Records for processing:
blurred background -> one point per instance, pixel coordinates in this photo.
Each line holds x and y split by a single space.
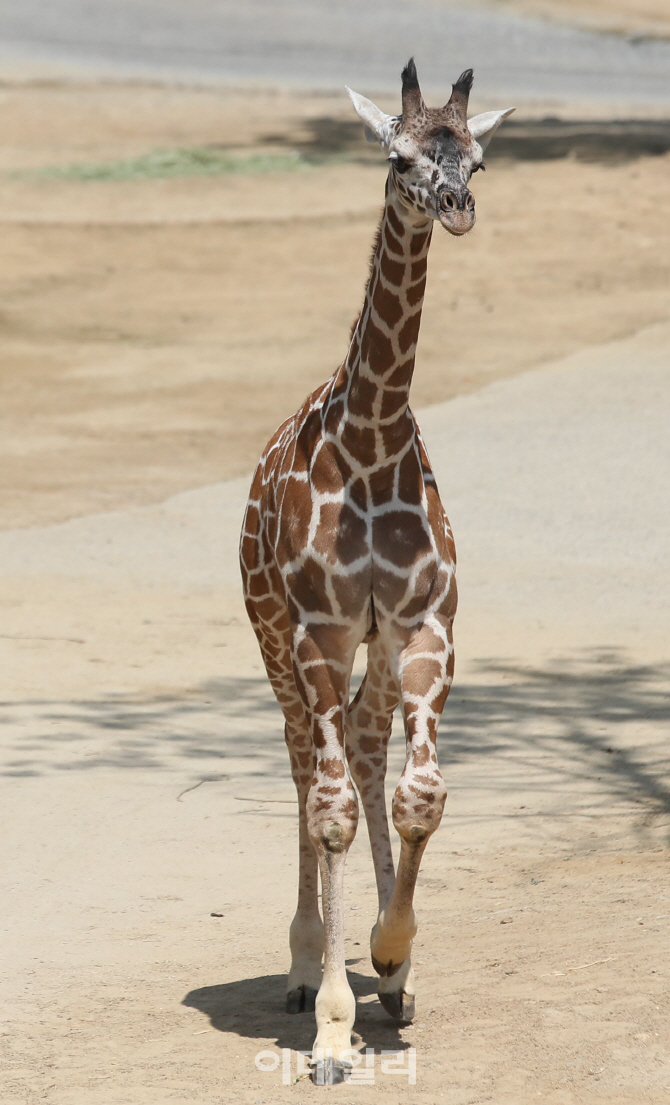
188 202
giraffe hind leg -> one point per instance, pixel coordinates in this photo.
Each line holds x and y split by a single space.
306 932
368 730
426 667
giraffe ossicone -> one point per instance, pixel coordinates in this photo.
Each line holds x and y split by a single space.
345 542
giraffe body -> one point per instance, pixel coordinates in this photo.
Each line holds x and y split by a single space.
345 542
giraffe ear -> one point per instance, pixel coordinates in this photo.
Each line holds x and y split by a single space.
378 126
484 126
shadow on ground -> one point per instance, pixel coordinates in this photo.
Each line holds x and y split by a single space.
254 1008
546 139
594 716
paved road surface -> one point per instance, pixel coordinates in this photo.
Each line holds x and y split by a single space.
318 43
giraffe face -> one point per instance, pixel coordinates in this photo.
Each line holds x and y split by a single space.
430 175
432 151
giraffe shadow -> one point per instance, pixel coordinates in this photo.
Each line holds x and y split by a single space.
254 1008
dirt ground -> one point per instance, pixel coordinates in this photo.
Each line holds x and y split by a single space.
623 17
154 333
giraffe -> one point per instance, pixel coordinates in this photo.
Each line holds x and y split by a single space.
345 542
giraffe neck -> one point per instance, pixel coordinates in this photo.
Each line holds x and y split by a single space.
375 378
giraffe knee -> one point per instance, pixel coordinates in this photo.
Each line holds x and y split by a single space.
418 808
332 824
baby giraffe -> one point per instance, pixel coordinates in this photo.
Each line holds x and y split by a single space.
345 542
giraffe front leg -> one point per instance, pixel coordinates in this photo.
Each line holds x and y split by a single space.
332 816
426 667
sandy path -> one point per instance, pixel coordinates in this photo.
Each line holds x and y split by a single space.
146 787
135 314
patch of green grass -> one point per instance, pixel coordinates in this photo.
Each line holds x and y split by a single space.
163 164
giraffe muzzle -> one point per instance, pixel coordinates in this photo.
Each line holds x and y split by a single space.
457 211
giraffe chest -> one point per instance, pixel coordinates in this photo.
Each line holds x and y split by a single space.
345 539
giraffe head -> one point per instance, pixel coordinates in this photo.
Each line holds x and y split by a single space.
432 151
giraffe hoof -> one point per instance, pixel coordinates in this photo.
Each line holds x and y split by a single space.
385 969
330 1072
301 1000
398 1004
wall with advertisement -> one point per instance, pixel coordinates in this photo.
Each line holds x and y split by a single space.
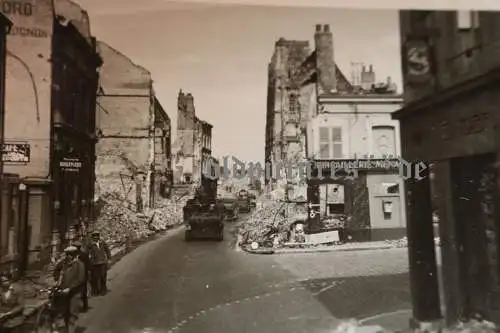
28 83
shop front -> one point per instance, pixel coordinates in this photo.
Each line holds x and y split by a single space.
342 195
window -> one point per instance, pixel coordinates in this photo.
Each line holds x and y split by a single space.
330 142
387 209
467 19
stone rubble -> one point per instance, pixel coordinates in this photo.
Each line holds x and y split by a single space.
267 222
119 224
472 326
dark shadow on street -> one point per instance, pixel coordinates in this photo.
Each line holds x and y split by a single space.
363 296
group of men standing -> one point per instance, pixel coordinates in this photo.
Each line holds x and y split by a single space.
83 264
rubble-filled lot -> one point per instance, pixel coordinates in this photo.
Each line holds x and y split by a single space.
270 223
119 224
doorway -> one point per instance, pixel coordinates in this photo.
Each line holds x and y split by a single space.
473 194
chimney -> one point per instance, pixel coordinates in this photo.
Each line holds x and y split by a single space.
367 78
185 111
325 64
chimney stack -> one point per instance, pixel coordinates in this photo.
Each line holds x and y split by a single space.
325 64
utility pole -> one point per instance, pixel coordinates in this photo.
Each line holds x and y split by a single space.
6 24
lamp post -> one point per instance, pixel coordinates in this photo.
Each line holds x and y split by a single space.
6 24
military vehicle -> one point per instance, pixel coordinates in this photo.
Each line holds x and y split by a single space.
231 207
244 201
203 214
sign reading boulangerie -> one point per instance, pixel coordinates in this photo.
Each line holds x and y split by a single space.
16 152
70 164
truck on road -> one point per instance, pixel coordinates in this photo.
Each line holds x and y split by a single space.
203 214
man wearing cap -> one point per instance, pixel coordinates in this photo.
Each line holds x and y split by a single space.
83 256
99 256
70 275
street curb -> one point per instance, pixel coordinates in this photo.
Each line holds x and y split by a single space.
321 250
29 312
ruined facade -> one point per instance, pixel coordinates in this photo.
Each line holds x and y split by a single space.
451 75
49 128
193 142
133 129
316 114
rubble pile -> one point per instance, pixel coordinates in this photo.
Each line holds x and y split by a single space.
399 243
119 224
268 222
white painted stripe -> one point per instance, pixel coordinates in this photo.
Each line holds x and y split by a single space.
386 314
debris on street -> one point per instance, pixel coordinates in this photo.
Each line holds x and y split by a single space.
472 326
270 224
119 224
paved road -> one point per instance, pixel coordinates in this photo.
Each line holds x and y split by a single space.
168 285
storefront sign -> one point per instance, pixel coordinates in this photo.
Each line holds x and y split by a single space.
417 61
22 8
70 164
366 164
16 153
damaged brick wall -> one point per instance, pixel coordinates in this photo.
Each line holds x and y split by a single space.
125 150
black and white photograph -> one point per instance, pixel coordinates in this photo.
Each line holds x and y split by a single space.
252 166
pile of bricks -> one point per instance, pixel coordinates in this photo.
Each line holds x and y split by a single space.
119 224
271 219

Given task: Without the pictures, print the records in full, exactly as they appear.

Finished answer:
blurred background -> one point per instance, pixel coordinates in this photo.
Each line holds x and y split by a single space.
188 202
giraffe hind leg -> one point per instance, pixel coordinates in this photo.
Each line holds x and y split by a single space.
306 932
368 730
426 667
giraffe ossicone -> one point per instance, pixel coordinates in this photo.
Each line holds x and y split by a single space.
345 542
giraffe body -> one point per instance, pixel coordinates in this photo.
Each line holds x and y split by a single space.
345 542
giraffe ear -> one point per instance, pixel coordinates in this photo.
Each line holds x and y split by a single space.
378 126
484 126
shadow on ground -> one point per instance, pixel coordinates in this photo.
Each line holds x and y split by a single space.
254 1008
546 139
594 716
paved road surface -> one point per instance, pixel coordinates in this photo.
Each line holds x and y split by a single space.
318 43
giraffe face -> one point per instance, pixel coordinates in this photo.
Each line holds x and y split by a single space.
430 175
432 151
giraffe shadow -> one point per instance, pixel coordinates in this photo.
Each line holds x and y split by a single space.
254 1008
dirt ground -> one point per instance, pixel coordinates in this photo.
Each line holds x and y split by a single space.
623 17
154 333
giraffe -> one point per instance, pixel coordinates in this photo.
Each line holds x and y split by a single space.
345 542
giraffe neck -> one point per instance, pixel coordinates in this photo.
Each line holds x and y split by a single space.
375 378
giraffe knee -> one point per instance, pixel coordinates in this photo.
Each line holds x and y split by a single space.
418 808
332 824
baby giraffe -> one point per instance, pixel coordinates in this photo.
Each line holds x and y split by a single space.
345 542
giraffe front leg -> one point per instance, pixel coordinates in this photo.
Each line holds x and y split by a single space.
332 816
426 667
sandy path -> one point per instance, pixel coordinates in this photo.
Each line holds x and y split by a single space.
146 787
135 314
patch of green grass -> one point per instance, pixel coordinates in this photo.
Each line holds x and y split by a single space.
163 164
giraffe muzzle -> one point per instance, pixel coordinates in this photo.
Each line holds x and y split by a single space.
457 211
giraffe chest -> one point per instance, pixel coordinates in this photo.
Each line holds x and y split by a single space.
345 539
giraffe head -> one point per instance, pixel coordinates in this photo.
Each line holds x and y split by a single space.
432 151
giraffe hoof -> one point per instance, pixel coordinates in this photo.
Each line holds x and y split by a single space.
385 969
330 1072
301 1000
398 1004
wall with advertisement -> one point per instance, pixel coordinates in this photo.
Each line holds x and y split by a single space.
28 83
shop front -> one point per instance, pixel coordinates in this photo.
Each line holds x and y split by a single space.
342 195
window -> one point per instance, pixel coordinates in this photo.
Each line holds x and y split by a single space.
330 142
387 209
467 19
stone rubble -> one point per instance, pixel coordinates in this photo.
Each line holds x and y split by a single space.
267 222
119 224
472 326
dark shadow on street -> one point per instance, pixel coordinates in this photo.
Each line holds x and y split by a single space.
363 296
group of men standing -> one point per instance, pixel coordinates in this photo.
Each line holds x and y split by a single space.
83 264
rubble-filled lot -> one point per instance, pixel coordinates in this photo.
Each line holds x and y split by a single space.
270 223
119 224
doorway -> one point per instance, pixel coordinates in this photo.
Each line holds x and y split by a single space.
473 194
chimney -> one point per instance, pixel coordinates in this photo.
Each line holds x and y split by a single space.
367 78
185 111
325 64
chimney stack -> one point per instance, pixel coordinates in this photo.
Each line holds x and y split by a single space.
325 64
utility pole -> one point per instance, pixel coordinates in this photo.
Each line holds x and y split by a single space.
6 24
lamp post -> one point per instance, pixel coordinates in this photo.
Each line holds x and y split by a single space.
6 24
military vehicle -> one point per instance, pixel coordinates in this photo.
Each line holds x and y split by a single space.
231 207
244 201
203 214
sign reading boulangerie -> one point per instance, pixel coordinates in this photo.
Each line holds x and y split by a single space.
16 152
70 164
truck on road -> one point per instance, pixel coordinates in this photo.
Each line holds x and y split by a single space.
203 214
man wearing cap -> one point per instance, pixel coordinates in this photo.
Each line holds x and y split by a single space.
83 256
99 256
70 275
street curb -> one point per instance, pixel coordinates in this photo.
Each line holds x and y split by a single space.
321 250
29 312
ruined facade -> one point per instance, pixel coordinates in this photo.
Each line holds x and y split by a single space.
451 75
49 128
193 142
133 129
316 114
rubble pile -> one point per instance, pixel coordinates in this photo.
Each line holds x and y split by a single space.
399 243
119 224
268 222
white painted stripe -> one point per instance, pixel coordinates in this photo.
Each line holds x and y split by a single space.
386 314
debris on street -> one point per instance, pixel coordinates in this photo.
Each line holds x and y split by a single space.
472 326
270 224
119 224
paved road -> one point per instance, pixel coordinates in this photo.
Each line holds x and y split by a single space.
168 285
storefront sign -> one point per instance, pixel coordinates in this photo.
Each line holds x and y split by a single space.
417 61
22 8
70 164
366 164
16 153
damaged brick wall -> one point per instance, pixel coordinates in this photo.
Each line holds x and y split by a single space.
125 150
black and white photograph -> one point per instance, pixel coordinates in this photo.
Each line holds x and y split by a single space.
252 166
pile of bricks -> one point per instance, pixel coordinates in this photo.
Each line holds x and y split by a single space.
119 224
271 219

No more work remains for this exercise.